Exercise description:
Reproduce the following listing line for line, with no changes.
-- BEGIN Input data --
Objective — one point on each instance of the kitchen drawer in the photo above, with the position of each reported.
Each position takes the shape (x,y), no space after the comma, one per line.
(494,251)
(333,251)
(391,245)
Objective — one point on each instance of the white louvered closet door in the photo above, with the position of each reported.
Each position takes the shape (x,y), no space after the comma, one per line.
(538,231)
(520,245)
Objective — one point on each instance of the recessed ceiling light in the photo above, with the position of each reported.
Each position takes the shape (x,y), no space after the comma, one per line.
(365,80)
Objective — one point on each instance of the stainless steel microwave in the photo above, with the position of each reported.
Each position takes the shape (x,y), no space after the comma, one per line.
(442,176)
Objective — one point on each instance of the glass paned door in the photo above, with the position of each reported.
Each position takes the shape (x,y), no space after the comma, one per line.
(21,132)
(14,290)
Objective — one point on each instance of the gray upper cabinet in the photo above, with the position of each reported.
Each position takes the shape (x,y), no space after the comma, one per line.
-- END Input data --
Answer for this exercise:
Objective — one point on each instance of the kitchen drawer in the photo above, with the position of each reported.
Each position takes the shape (x,y), no space after the comma, one per line.
(494,251)
(333,251)
(391,245)
Objective — one point on each instance of the white louvered closet door in the photo above, with the position of each reported.
Each position takes the shape (x,y), no space after the comma, one per line.
(538,231)
(520,245)
Objective — one point on each instance of the recessed ceiling light in the photo above, with the position of each reported.
Each position takes the shape (x,y), no space after the comma, one per line.
(365,80)
Objective — one point on each instance of the stainless steel microwave in the photo above, with the position of each reported.
Each position takes the shape (x,y), no space after the comma, one per line.
(442,176)
Objective — one point on each instance of the glass paned door in the photo above, with the position of each reported.
Each position takes the shape (x,y), no space after the comma, one per line.
(21,132)
(14,290)
Objective — one point on each instance of the gray upper cabinet in the photo above, with the position of each reported.
Each position takes the shape (x,y), no space after the comma, one per line.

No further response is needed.